What the task asks:
Transcribe, exactly as they appear, only the lines from the one holding "Drop a pin on every instance of the molded" through the end of the entries below.

- - -

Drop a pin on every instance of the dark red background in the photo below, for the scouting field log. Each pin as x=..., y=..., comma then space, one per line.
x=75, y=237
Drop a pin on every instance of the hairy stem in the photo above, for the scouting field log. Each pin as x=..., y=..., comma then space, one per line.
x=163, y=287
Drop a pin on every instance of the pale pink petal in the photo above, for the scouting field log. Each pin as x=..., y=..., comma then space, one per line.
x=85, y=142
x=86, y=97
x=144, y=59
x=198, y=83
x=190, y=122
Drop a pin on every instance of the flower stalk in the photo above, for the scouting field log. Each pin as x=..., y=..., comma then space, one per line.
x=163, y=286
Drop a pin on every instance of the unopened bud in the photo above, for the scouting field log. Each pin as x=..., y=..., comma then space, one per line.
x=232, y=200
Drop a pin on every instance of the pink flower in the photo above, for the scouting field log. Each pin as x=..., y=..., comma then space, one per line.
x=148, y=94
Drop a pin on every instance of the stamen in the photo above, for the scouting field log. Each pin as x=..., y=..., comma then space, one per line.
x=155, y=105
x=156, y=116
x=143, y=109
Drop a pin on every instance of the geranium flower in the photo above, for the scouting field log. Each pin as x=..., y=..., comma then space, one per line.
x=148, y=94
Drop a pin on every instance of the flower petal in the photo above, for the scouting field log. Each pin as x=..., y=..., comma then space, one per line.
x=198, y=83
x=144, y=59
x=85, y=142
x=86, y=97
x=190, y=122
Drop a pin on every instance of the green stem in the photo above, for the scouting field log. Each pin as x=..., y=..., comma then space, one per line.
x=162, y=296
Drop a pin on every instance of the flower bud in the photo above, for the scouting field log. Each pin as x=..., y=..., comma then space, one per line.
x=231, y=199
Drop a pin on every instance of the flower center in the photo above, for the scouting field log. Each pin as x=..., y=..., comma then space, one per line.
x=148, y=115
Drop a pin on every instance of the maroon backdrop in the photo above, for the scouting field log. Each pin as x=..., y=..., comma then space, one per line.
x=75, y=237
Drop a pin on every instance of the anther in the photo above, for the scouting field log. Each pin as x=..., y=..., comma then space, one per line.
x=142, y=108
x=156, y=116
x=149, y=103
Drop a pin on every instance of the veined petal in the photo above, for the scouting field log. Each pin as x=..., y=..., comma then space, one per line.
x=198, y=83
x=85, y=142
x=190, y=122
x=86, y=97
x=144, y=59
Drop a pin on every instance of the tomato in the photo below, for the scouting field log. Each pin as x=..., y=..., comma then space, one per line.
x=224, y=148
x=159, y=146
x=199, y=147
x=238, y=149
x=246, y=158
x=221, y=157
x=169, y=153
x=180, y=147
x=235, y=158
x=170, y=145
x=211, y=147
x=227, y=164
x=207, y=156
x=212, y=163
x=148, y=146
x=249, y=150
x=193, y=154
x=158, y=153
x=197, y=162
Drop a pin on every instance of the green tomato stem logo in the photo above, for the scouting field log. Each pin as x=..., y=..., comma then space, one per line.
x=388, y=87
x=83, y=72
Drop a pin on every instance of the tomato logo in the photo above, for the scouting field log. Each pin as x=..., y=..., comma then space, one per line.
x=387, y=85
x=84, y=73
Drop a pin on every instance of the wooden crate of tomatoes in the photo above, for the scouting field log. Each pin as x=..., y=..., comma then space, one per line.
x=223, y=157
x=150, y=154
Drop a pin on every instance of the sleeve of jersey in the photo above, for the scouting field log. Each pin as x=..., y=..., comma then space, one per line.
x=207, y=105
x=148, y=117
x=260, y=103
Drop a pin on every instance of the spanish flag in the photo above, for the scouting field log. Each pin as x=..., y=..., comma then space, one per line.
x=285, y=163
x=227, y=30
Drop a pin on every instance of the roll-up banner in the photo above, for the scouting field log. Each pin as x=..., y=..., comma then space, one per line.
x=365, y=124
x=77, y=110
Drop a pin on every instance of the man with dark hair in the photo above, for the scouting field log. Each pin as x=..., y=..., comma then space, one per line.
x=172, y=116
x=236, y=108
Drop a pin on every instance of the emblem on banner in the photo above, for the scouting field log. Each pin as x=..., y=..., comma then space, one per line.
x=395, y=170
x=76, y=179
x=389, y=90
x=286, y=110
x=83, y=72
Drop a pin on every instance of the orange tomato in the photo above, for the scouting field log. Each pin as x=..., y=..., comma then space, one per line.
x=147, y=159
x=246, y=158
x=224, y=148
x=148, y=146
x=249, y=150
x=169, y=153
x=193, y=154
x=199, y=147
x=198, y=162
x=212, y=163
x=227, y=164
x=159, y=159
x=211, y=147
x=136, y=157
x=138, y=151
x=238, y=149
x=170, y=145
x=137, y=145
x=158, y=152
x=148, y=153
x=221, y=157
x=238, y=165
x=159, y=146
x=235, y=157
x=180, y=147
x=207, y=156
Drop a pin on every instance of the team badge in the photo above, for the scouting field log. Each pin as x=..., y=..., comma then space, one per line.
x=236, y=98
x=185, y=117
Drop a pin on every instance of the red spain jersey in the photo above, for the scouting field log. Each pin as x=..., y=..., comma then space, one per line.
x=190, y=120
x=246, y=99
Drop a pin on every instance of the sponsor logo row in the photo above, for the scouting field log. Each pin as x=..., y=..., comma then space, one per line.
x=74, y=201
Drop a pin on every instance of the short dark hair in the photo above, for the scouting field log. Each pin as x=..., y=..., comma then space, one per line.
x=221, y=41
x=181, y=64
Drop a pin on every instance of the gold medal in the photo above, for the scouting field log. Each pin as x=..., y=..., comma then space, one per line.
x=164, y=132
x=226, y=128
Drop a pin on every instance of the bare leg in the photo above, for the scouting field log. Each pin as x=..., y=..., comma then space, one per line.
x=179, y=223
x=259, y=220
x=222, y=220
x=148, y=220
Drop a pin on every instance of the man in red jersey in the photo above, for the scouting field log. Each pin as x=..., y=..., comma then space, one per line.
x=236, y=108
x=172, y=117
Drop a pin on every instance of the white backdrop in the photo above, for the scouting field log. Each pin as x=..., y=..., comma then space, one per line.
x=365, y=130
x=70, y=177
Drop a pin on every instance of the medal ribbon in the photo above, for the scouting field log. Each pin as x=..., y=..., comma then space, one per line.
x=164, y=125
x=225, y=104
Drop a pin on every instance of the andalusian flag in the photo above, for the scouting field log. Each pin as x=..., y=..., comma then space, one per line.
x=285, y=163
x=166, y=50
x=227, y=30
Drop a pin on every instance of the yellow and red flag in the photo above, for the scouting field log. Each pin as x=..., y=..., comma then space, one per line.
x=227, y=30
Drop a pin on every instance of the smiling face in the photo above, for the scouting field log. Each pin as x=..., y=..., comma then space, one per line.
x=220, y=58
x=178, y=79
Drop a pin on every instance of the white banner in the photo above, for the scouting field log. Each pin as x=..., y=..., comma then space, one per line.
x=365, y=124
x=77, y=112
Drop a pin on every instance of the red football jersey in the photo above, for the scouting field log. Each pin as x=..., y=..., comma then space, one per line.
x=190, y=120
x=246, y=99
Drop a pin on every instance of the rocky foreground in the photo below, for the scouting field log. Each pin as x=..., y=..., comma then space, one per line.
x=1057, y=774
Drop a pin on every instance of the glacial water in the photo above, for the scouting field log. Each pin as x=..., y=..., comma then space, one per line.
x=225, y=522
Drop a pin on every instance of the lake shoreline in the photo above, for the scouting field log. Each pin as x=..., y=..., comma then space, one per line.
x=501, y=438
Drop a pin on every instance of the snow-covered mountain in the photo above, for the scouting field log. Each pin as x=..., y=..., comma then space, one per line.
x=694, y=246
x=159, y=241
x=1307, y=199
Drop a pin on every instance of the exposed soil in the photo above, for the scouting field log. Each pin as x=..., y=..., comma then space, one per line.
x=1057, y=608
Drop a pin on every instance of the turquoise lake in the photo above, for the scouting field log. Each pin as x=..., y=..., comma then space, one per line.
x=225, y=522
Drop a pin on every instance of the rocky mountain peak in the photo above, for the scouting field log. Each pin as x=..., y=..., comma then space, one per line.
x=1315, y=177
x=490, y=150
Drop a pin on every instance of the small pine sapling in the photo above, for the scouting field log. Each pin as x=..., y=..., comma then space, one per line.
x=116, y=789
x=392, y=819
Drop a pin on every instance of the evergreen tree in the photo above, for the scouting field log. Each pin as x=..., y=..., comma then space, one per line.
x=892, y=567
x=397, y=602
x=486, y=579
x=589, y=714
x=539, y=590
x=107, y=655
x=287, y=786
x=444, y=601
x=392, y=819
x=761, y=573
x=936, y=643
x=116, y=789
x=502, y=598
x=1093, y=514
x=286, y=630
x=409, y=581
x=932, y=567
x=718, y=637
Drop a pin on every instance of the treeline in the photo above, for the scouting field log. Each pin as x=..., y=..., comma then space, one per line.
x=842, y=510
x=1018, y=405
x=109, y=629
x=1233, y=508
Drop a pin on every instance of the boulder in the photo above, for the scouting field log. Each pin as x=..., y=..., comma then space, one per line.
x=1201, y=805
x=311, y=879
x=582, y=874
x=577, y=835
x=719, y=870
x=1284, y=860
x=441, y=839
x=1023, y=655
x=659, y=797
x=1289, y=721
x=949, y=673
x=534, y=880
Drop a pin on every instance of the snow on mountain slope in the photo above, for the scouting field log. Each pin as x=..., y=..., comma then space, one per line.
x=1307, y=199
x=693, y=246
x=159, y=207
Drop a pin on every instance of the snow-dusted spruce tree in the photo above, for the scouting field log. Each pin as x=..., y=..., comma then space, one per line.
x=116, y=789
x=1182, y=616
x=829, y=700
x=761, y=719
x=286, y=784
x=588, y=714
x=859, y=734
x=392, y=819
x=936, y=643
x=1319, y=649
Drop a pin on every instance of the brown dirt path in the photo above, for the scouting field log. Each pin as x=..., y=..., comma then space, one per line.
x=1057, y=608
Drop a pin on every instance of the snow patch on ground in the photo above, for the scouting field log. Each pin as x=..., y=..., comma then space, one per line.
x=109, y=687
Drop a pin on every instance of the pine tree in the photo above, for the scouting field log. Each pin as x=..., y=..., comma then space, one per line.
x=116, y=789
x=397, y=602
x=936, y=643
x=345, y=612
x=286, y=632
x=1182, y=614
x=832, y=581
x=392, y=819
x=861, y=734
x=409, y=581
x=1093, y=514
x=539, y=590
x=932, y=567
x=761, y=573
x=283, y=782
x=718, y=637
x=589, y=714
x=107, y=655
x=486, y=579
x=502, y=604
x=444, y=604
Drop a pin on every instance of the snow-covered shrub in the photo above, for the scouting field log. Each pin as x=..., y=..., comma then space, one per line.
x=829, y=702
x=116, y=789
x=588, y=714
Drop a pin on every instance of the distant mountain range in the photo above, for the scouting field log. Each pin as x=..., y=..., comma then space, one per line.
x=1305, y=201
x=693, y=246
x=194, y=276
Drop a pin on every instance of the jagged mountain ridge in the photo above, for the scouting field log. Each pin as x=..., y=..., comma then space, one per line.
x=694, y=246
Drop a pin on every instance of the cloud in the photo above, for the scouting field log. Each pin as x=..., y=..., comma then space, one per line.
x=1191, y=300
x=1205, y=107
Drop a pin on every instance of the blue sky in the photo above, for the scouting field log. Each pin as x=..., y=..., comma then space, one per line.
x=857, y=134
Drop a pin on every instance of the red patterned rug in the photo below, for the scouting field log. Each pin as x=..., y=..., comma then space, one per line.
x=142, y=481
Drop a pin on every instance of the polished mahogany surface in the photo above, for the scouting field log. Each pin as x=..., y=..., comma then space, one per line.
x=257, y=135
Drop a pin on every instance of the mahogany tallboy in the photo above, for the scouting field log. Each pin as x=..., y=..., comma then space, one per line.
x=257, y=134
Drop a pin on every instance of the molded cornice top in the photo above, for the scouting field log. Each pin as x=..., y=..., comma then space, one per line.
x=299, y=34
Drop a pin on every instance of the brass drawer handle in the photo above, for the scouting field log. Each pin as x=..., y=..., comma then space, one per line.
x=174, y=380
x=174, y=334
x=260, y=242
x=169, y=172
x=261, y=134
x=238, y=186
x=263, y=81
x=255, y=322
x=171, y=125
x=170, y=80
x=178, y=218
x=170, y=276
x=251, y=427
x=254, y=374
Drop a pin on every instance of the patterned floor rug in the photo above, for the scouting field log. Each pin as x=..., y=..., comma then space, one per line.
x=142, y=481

- - -

Answer to this problem:
Drop a pin on every instance of the molded cornice top in the photo above, for the scouting field log. Each pin as x=..., y=..., comma then space, one per line.
x=299, y=34
Drop a pin on every instance of the brass drawer handle in the photo above, for the scouting field log. Each pin as x=..., y=..., comma then space, one per line.
x=174, y=380
x=174, y=334
x=260, y=242
x=169, y=172
x=261, y=134
x=238, y=186
x=263, y=81
x=255, y=322
x=171, y=125
x=170, y=80
x=178, y=218
x=170, y=276
x=251, y=427
x=254, y=374
Drop a pin on every instance of the patterned floor rug in the photo above, for the scouting field log. Each pin as x=..., y=..., comma then space, one per line.
x=142, y=481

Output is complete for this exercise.